| Given task |
Please rewrite every line of the listing below with "bounding box" swapped for "enclosing rectangle" and nothing else changed. Leave out the pictures.

| Task inputs |
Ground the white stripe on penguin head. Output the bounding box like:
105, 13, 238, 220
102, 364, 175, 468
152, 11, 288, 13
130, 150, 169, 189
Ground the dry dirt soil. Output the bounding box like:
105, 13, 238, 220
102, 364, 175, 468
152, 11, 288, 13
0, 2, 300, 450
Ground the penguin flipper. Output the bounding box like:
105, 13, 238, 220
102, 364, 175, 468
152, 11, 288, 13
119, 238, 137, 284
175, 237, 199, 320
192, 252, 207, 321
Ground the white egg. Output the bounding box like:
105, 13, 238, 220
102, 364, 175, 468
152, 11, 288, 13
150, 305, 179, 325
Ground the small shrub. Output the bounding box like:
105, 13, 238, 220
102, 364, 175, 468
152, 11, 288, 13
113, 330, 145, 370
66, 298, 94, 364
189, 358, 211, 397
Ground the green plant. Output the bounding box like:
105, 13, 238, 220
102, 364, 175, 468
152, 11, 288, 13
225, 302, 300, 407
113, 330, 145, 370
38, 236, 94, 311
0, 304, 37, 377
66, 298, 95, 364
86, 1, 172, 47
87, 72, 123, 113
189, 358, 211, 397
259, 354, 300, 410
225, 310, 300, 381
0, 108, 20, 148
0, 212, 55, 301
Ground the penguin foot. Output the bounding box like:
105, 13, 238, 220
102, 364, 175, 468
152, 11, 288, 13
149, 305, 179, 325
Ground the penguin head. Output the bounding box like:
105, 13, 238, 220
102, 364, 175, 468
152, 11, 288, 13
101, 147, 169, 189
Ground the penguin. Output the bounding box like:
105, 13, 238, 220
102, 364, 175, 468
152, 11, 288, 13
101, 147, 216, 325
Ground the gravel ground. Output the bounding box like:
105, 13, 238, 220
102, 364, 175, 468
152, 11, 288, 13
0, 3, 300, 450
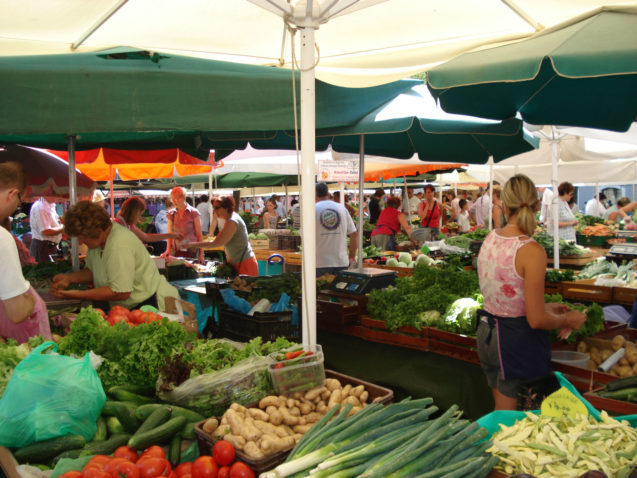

| Worked solution |
Ground the white stripe on penguin head. Output the enclosing rectangle like:
105, 13, 238, 220
102, 364, 175, 468
152, 11, 288, 13
130, 150, 169, 189
Ground the dry dirt soil. Output the enclosing rectangle like:
105, 13, 238, 220
102, 364, 175, 468
152, 11, 288, 13
0, 2, 300, 450
Ground the penguin flipper. Output the enclosing rectangle like:
105, 13, 238, 220
102, 364, 175, 468
152, 11, 288, 13
119, 238, 137, 284
175, 237, 199, 320
192, 252, 207, 321
Ground the white egg. Output the enclosing rectangle like:
105, 13, 238, 220
102, 364, 175, 468
152, 11, 288, 13
150, 305, 179, 325
Ground the small shrub. Output the enclosing rectangle like:
105, 13, 238, 220
102, 364, 175, 468
152, 11, 288, 13
113, 330, 145, 370
66, 298, 94, 364
189, 358, 211, 397
Ground the green plant. Output the enclosing rectangle like:
105, 13, 238, 220
102, 364, 175, 468
152, 11, 288, 13
225, 302, 300, 407
113, 330, 145, 370
38, 236, 94, 311
0, 304, 37, 377
66, 298, 95, 364
86, 1, 172, 47
87, 72, 123, 113
189, 358, 211, 397
259, 354, 300, 410
225, 310, 300, 381
0, 108, 20, 148
0, 212, 55, 301
Ground the penguin foot. Output the enclosing rectangle like:
105, 13, 238, 220
102, 364, 175, 468
152, 11, 288, 13
149, 305, 179, 325
Ground the penguin head. Output the enclosing rectangle like:
105, 13, 238, 220
102, 364, 175, 468
152, 11, 288, 13
101, 147, 169, 189
Ground the penguin. Output the enclosing rectangle like:
105, 13, 238, 220
102, 364, 175, 468
152, 11, 288, 13
101, 147, 216, 325
Ground the gravel ground. Output the enclosing rectangle like:
105, 13, 238, 220
102, 364, 175, 468
152, 11, 288, 13
0, 3, 300, 450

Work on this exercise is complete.